### DATA
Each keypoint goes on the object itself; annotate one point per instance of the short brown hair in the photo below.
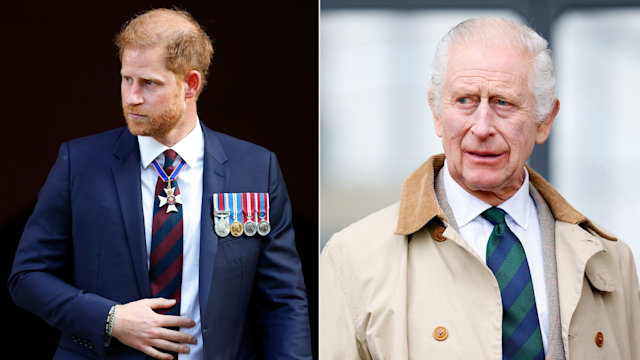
(187, 45)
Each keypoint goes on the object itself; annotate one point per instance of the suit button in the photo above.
(599, 339)
(437, 234)
(440, 333)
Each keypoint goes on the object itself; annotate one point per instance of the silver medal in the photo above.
(264, 227)
(222, 227)
(250, 228)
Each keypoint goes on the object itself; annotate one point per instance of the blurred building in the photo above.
(376, 126)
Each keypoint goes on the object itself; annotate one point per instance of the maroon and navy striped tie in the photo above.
(165, 263)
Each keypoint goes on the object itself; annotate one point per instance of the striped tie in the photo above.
(165, 263)
(521, 336)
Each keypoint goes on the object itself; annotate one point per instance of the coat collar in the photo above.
(419, 204)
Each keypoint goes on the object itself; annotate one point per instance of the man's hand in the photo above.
(137, 325)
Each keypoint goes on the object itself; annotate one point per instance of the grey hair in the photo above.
(542, 82)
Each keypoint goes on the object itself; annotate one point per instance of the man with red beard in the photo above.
(481, 258)
(178, 239)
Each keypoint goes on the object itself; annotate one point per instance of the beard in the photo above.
(155, 123)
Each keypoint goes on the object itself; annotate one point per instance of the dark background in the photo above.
(61, 81)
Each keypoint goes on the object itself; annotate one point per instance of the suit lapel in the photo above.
(126, 174)
(215, 178)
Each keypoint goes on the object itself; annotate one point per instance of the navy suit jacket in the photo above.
(83, 250)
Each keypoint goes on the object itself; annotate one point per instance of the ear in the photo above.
(544, 127)
(437, 123)
(193, 80)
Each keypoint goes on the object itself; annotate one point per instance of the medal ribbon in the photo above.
(264, 206)
(248, 206)
(235, 206)
(218, 202)
(163, 175)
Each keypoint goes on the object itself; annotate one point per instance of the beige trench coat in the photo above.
(403, 284)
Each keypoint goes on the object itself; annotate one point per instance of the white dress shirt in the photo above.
(191, 149)
(522, 219)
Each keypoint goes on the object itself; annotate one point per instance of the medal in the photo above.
(220, 205)
(263, 225)
(171, 198)
(250, 227)
(236, 225)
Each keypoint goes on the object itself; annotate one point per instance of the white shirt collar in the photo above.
(188, 148)
(466, 207)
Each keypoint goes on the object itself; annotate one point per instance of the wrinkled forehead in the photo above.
(490, 60)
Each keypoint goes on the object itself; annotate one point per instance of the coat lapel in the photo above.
(215, 178)
(126, 174)
(574, 248)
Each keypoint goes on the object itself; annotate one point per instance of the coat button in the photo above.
(599, 339)
(440, 333)
(437, 234)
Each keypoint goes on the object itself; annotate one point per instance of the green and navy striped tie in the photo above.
(521, 336)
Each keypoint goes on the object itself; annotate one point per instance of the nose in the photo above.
(132, 94)
(483, 120)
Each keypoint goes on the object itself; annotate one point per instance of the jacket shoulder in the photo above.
(368, 243)
(105, 139)
(232, 144)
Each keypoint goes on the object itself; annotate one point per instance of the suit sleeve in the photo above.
(633, 302)
(41, 277)
(282, 299)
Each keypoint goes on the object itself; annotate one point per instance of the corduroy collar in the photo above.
(419, 204)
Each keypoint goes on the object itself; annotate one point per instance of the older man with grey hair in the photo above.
(481, 258)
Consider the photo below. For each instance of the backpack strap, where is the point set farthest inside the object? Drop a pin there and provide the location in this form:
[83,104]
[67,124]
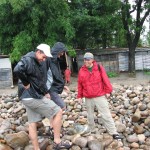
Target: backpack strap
[98,67]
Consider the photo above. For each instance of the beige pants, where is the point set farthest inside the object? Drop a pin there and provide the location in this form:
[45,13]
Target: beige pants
[103,108]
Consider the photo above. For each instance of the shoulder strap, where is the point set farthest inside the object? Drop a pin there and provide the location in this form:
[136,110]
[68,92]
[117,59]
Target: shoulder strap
[98,67]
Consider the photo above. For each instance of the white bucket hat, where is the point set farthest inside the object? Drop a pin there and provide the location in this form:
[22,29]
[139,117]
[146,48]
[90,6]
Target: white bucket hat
[46,49]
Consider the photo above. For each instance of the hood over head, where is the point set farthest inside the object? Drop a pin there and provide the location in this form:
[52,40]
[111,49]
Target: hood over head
[57,48]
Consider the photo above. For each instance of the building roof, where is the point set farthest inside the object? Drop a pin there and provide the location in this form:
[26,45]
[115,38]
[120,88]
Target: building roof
[5,63]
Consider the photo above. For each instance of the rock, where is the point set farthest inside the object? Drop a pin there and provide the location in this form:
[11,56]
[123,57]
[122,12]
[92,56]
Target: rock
[16,140]
[132,138]
[81,141]
[138,129]
[5,147]
[95,145]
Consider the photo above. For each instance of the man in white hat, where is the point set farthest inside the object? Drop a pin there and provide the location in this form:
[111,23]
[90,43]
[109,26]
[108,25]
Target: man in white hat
[33,92]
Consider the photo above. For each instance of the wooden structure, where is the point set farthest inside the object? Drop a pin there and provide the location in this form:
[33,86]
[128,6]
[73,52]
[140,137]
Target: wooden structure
[6,77]
[116,60]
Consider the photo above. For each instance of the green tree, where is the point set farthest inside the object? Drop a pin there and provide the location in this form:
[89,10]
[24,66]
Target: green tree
[26,23]
[133,27]
[95,22]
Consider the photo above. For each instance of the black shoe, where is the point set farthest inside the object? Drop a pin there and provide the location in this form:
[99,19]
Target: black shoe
[117,137]
[62,145]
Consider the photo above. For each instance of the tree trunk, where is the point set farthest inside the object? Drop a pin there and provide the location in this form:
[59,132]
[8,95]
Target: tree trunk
[131,64]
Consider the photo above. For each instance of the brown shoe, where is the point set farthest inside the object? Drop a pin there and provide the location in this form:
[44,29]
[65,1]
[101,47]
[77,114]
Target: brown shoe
[44,144]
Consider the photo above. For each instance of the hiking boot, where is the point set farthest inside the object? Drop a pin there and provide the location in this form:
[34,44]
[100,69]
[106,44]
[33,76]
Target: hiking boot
[117,137]
[61,145]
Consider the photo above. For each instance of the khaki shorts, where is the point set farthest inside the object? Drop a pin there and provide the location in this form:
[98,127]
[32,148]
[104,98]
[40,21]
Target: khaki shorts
[37,109]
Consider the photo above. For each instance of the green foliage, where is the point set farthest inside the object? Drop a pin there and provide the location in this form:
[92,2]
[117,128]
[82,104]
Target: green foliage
[71,52]
[21,45]
[25,24]
[112,74]
[147,71]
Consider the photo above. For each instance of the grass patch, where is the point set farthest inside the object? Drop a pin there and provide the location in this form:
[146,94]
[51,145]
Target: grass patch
[147,71]
[112,74]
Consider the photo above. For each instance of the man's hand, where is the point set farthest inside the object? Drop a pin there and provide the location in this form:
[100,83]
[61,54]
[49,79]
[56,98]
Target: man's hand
[27,86]
[47,96]
[80,100]
[66,88]
[107,95]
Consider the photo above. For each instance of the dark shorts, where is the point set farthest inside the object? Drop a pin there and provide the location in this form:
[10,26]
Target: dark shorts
[37,109]
[57,99]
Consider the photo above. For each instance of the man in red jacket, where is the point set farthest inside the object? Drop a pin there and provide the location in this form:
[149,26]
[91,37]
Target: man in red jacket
[95,87]
[67,75]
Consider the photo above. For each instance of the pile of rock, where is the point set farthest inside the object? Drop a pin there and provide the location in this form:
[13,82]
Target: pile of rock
[130,107]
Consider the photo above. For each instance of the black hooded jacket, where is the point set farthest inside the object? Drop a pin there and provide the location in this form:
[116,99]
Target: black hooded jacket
[30,71]
[58,81]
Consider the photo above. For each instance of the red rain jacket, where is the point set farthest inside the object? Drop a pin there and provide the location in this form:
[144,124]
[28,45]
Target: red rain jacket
[93,84]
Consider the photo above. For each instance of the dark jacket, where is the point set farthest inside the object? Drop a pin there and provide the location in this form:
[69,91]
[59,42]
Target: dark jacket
[30,71]
[58,81]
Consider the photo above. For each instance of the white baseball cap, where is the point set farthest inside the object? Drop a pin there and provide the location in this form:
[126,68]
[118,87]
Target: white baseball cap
[46,49]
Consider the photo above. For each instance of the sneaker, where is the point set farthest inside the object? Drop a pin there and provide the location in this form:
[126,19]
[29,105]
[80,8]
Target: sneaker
[117,137]
[62,145]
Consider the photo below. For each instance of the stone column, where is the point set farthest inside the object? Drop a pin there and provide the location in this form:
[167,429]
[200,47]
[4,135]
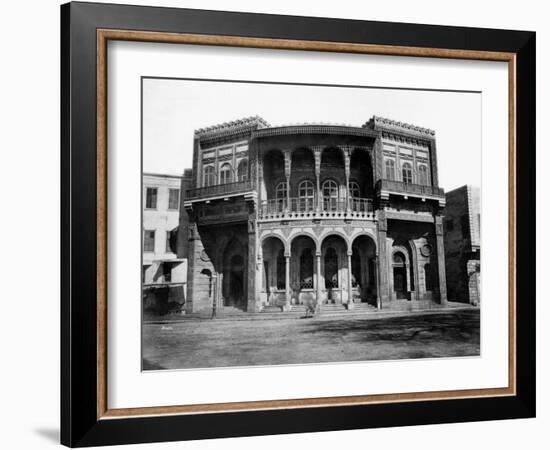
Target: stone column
[288,164]
[377,274]
[319,294]
[350,294]
[383,291]
[441,259]
[287,282]
[317,154]
[253,294]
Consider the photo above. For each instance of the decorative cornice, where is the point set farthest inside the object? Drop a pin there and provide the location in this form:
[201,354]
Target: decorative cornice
[381,123]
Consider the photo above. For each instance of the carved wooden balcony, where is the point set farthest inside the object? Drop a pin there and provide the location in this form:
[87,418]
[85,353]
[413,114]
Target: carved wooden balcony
[386,187]
[220,190]
[297,208]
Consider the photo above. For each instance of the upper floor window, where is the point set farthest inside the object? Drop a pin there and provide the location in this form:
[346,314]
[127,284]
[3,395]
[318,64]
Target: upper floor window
[209,176]
[330,189]
[422,174]
[406,172]
[390,169]
[149,241]
[226,174]
[173,199]
[354,190]
[306,194]
[242,170]
[151,198]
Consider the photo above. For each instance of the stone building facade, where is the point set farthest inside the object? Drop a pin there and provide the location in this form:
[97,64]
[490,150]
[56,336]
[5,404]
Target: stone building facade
[462,244]
[314,215]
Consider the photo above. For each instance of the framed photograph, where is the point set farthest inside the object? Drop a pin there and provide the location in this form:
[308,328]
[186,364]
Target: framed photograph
[277,224]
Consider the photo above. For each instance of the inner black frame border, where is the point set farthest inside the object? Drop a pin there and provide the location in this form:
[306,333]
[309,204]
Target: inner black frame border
[79,423]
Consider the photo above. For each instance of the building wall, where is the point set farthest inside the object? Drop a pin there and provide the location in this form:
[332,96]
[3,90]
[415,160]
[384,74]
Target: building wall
[244,253]
[462,244]
[163,273]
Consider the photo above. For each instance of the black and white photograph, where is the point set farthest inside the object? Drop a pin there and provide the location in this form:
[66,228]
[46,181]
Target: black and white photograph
[296,224]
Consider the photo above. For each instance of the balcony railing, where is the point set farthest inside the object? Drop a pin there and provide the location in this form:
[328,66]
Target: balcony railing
[409,188]
[308,207]
[220,189]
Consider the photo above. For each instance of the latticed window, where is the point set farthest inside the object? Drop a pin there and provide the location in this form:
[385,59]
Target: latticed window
[226,174]
[209,176]
[281,192]
[149,241]
[390,169]
[422,175]
[331,269]
[306,269]
[242,170]
[281,272]
[306,194]
[407,173]
[330,195]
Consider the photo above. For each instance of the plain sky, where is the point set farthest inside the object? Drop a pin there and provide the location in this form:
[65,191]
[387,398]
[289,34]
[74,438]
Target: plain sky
[173,109]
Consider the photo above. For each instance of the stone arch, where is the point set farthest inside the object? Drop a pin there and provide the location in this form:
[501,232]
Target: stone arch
[280,237]
[234,270]
[364,267]
[400,271]
[339,233]
[273,171]
[298,233]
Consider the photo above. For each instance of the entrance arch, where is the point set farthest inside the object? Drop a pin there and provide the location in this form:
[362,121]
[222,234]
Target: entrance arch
[234,275]
[364,269]
[334,269]
[274,273]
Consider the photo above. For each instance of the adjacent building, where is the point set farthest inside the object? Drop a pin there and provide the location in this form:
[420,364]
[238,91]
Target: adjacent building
[164,274]
[311,214]
[462,244]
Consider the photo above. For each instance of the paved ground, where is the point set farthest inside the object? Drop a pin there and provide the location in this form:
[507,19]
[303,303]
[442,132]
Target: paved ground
[217,343]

### WHAT YOU WILL DO
Print the line with "Target: adjacent building" and every line after it in the entries above, exactly as written. Leave out all other lines.

### ANSWER BOX
Target: adjacent building
[164,274]
[311,214]
[462,244]
Consider the photo above. For each instance of the paved ground, where is the point set farthest inside the object? Drop a pin there and provide the location in this form:
[507,19]
[303,303]
[442,132]
Target: paved ground
[217,343]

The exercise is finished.